## Exercise:
Copy out every line of the data exactly; do not include the images.

*** Dataset extract Section Begins ***

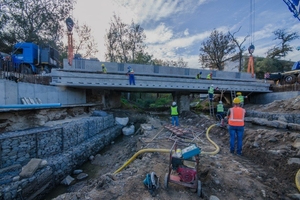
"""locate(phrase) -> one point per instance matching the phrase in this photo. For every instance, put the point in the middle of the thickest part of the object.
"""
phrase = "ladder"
(233, 95)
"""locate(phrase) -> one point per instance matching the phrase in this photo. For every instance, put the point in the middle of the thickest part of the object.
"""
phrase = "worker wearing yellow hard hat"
(241, 97)
(235, 116)
(104, 70)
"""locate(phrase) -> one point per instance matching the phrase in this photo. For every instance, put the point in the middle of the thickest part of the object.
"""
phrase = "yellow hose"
(297, 179)
(138, 153)
(168, 151)
(217, 147)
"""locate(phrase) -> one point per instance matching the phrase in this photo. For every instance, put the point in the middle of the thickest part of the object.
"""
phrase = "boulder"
(128, 130)
(122, 121)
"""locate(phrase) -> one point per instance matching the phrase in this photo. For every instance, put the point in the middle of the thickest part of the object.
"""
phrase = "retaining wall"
(12, 92)
(64, 147)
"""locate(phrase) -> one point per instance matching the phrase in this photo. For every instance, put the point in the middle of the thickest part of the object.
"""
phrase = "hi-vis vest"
(211, 90)
(174, 111)
(236, 117)
(220, 108)
(241, 98)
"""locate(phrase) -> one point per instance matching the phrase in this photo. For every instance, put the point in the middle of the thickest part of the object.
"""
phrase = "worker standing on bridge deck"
(209, 76)
(211, 93)
(220, 111)
(174, 114)
(235, 116)
(198, 76)
(104, 70)
(131, 76)
(241, 98)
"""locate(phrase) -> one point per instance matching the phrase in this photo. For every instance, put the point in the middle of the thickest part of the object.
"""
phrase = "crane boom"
(70, 24)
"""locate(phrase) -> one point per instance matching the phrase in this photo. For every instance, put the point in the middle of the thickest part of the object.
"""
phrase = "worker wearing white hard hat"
(211, 92)
(174, 114)
(236, 116)
(220, 111)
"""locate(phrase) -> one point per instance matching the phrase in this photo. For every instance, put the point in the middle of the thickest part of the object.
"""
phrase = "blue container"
(190, 151)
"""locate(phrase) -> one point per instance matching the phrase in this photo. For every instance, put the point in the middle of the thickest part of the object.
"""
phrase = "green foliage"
(216, 50)
(263, 65)
(32, 21)
(283, 48)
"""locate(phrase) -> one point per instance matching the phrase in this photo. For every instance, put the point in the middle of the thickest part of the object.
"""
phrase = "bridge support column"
(183, 101)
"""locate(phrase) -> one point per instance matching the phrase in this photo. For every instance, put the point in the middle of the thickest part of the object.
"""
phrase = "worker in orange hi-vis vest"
(235, 116)
(251, 60)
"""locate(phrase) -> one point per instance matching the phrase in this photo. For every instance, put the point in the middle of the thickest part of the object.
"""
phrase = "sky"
(176, 28)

*** Dataset extract Section Ends ***

## Response for this exercise:
"""locate(phrase) -> one point per instance matching the phrase in this photo. For every instance, put the point in the middle of the thickest part of the object.
"""
phrase = "ladder"
(233, 95)
"""locate(phrase) -> one point per instance matching the phrase in this photo. For every instance, put the point in the middle of the thickest part of the object.
"""
phrase = "worker wearing yellow hard hat"
(241, 97)
(235, 116)
(104, 70)
"""locate(phrase) -> one point per instance matching the phrase in this photo. For every instance, put the point in the middle of the thickest part of the object.
"""
phrase = "yellow hose"
(297, 179)
(138, 153)
(168, 151)
(217, 147)
"""locate(phrase) -> one point per instance matching the phrase in this photo. For every instance, put the point in the middle of the thickest part of the object.
"""
phrase = "boulder"
(128, 130)
(122, 121)
"""locate(phrase) -> one point per instance matching the phrase in this photo. For every instance, put the point in the middle of the thickest part of the object.
"""
phrase = "retaining wall"
(12, 92)
(64, 147)
"""locate(phrase) -> one point per instance matching the phrase in this photo. For every instance, put the point in the middle of the thickest part of the object.
"""
phrase = "hi-vis vest"
(211, 90)
(174, 111)
(236, 117)
(220, 108)
(241, 98)
"""locate(phrase) -> one point per instance matching the phrase in this photo. For every instance, put the point in the middle of the thickest part of the object.
"""
phrase = "worker standing on bridge deck"
(209, 76)
(211, 93)
(220, 111)
(174, 114)
(235, 116)
(198, 76)
(104, 70)
(131, 76)
(241, 98)
"""locate(phrase) -> one point per instance matching the phrase in this photo. For every instance, put the point in the middle of the thickest part of the object.
"""
phrase = "crane boom"
(70, 24)
"""locate(phrase) -> one point per instance matching the phrase in this photo. For every instance, put the point in the middle of the thickest part of the object.
"""
phrase = "worker wearing white hard hat"
(211, 92)
(174, 114)
(236, 116)
(220, 111)
"""locate(phrase) -> one point per instance matching the phrase in this photo. For every instance, put the point in the middle of the thickest part of the object.
"""
phrase = "blue container"
(190, 151)
"""locate(phrase) -> one point per instance matching the phrase in this photo. For every instance, put the point in the middle of the thickest part of the object.
"""
phrase = "green foliage"
(216, 50)
(263, 65)
(32, 21)
(283, 48)
"""locate(phrase) -> one point per instance matching the phrase in this photo. For every instance, put the point in the middle of the thickest part of the object.
"""
phrase = "bridge support column"
(183, 101)
"""locate(phrase) -> one point per instance matching the phrase in this photo. For every instance, put the point in the middle of the thickest part of the object.
"""
phrase = "worker in orange hi-vis vest"
(235, 116)
(251, 60)
"""locate(phrase) -> one point per instance matching the phrase in this photo. For every instance, put the point in the middle of the thickest part of the object.
"""
phrase = "sky"
(176, 28)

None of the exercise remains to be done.